5.  Sandweiss Signs My DVD

 

I’ll keep things brief, since I rambled about her in my introduction to the Fango Convention.  Getting her to sign my Book of the Dead DVD was a success – my timid attempt at holding a regular conversation proved less successful.  I think I mentioned my name twice and her awesomeness about twelve times.

 

Don't call her "Cheryl."

 

4.  Gordon and Lovecraft

 

Confession: I’ve written a Lovecraft screenplay.  I thought I did alright.  Funny how talking with Stuart Gordon reminded me how it’s really done.  After his screening of Dreams in the Witch-House (an episode that continues to grow on me), I chatted about how difficult it can be to interpret Lovecraft’s written work.  He disagreed politely, explaining how Dreams as a short story had plenty of visual cues.  For a brief moment, fandom and cultdom fell by the wayside, as I felt like I was just talking to someone else on an equal level.  It was rad.

 

Gordon's laughing on the outside, but inside . . . well, okay, probably laughing.

 

3.  Samara Orders the Honey Turkey

 

I was dining on a Build Your Own Burger™, when a girl at an adjacent table, flanked by a significant other, asks me “So, are you here for the convention?”  I turn around and see an adorable girl with blonde hair.  I take the opportunity to chat with her, and she mentions that she’s been to a few of these conventions.  I ask her if she’s a fan.  She isn’t.  She’s actually an actress.  Kelly Stables.  The girl who plays Samara.  A girl who, conveniently enough, looks absolutely nothing like Samara.  The rest of the conversation, I’m thinking, “Jim, were you really expecting a girl with a ripped nightgown and three-foot black hair?”

 

2.  Romero

 

Here’s a life lesson: when you meet your hero, you can’t play casual.  It doesn’t work.  So I opted instead to keep things quick.  Romero had a flight to catch, his signing was almost over, and I had gotten a ticket for two signatures purely by accident.  So I walk up to him, look at his coke-bottle glasses, and I tell him that I’m grateful for the autographs, and that he’s an inspiration for my writing.  So he asks me how that’s going, I tell him it’s going well, and he congratulates me and wishes me the best.  Just seeing the man go out of his way to talk with me, one of a thousand fans, I mean . . . wow.  No words can describe it, so I’ll take a cue from Will Ferrell’s James Lipton: it was scrumtrulescent.

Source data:
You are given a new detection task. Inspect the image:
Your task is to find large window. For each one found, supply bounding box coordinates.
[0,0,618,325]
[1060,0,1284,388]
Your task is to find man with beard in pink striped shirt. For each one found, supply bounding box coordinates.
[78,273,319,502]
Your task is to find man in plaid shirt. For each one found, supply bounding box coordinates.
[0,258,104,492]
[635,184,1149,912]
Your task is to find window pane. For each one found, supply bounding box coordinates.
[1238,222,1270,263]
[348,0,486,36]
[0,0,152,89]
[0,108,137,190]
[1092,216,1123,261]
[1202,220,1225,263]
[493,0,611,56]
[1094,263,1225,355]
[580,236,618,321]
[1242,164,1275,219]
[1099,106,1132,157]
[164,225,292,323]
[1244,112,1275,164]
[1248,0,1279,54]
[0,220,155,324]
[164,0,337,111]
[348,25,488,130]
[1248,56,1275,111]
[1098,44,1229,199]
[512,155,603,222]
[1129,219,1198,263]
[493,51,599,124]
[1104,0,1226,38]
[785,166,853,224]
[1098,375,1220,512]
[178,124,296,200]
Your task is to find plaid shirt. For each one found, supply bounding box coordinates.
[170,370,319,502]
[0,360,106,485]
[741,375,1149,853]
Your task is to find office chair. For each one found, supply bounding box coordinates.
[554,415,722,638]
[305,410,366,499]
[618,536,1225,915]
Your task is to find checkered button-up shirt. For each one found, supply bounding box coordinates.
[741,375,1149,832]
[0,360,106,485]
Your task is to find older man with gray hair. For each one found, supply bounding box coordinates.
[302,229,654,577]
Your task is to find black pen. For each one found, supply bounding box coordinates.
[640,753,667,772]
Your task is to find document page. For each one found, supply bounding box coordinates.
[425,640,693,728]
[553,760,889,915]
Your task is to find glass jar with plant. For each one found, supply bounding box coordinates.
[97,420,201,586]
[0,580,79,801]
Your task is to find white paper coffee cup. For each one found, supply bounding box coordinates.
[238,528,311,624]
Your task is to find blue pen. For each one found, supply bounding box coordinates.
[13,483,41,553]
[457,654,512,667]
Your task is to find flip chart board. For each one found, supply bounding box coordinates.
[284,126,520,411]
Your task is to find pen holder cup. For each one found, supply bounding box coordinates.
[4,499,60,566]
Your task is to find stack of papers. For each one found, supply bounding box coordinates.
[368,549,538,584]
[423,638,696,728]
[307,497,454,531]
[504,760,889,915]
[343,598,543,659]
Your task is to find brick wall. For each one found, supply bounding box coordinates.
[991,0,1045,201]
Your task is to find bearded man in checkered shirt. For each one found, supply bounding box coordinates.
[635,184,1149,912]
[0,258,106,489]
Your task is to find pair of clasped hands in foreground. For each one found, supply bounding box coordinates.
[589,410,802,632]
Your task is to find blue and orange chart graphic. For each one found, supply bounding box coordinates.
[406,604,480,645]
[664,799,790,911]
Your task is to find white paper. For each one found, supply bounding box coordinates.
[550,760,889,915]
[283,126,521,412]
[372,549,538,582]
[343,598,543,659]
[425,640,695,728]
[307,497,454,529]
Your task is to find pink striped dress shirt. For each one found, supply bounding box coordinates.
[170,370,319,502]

**Your tasks**
A – Quote the convention post from "4.  Gordon and" through "okay, probably laughing.".
B – Answer these questions about the convention post:
(i) What item did Sandweiss sign?
(ii) What did Stuart Gordon screen before the chat about Lovecraft?
(iii) Which actress plays Samara?
C – Proceed with the convention post from the point where it stops.
The source data is separate material and has no connection to the convention post.

**Answers to the tasks**
A –
4.  Gordon and Lovecraft

 

Confession: I’ve written a Lovecraft screenplay.  I thought I did alright.  Funny how talking with Stuart Gordon reminded me how it’s really done.  After his screening of Dreams in the Witch-House (an episode that continues to grow on me), I chatted about how difficult it can be to interpret Lovecraft’s written work.  He disagreed politely, explaining how Dreams as a short story had plenty of visual cues.  For a brief moment, fandom and cultdom fell by the wayside, as I felt like I was just talking to someone else on an equal level.  It was rad.

 

Gordon's laughing on the outside, but inside . . . well, okay, probably laughing.

B –
(i) A Book of the Dead DVD.
(ii) Dreams in the Witch-House.
(iii) Kelly Stables.

C –
 

This guy owns you. Accept it.

 

1.  Meeting Justin Paul Ritter

 

Who the hell is Justin Paul Ritter, and why is he number one?  Ritter is the man behind the indie serial killer flick, Katiebird: Certifiable Crazy Person.  Sounds like a rejected Troma Film, but the movie is a dissection of a woman whose mental health deteriorates over time, resulting in mania and fragmented reality.  That’s all well and good, but Justin Paul Ritter himself is the draw.  He’s an earnest, eager man who made the tiny-budget film in a desperate bid to follow his dreams before bankruptcy set in.  I haven’t seen the film, so I can’t determine whether or not he succeeded, but the man embodies the very best of what a genre filmmaker can do: go beyond the traditional with meager finances, high concept, and give it their all, caution be damned.  It’s the story behind The Last House on the Left, The Evil Dead, Bad Taste, The Blair Witch Project, and a hundred others.  Passion and invention drive this genre, as they do any genre, and Ritter’s drive is palpable, and real, and infectious.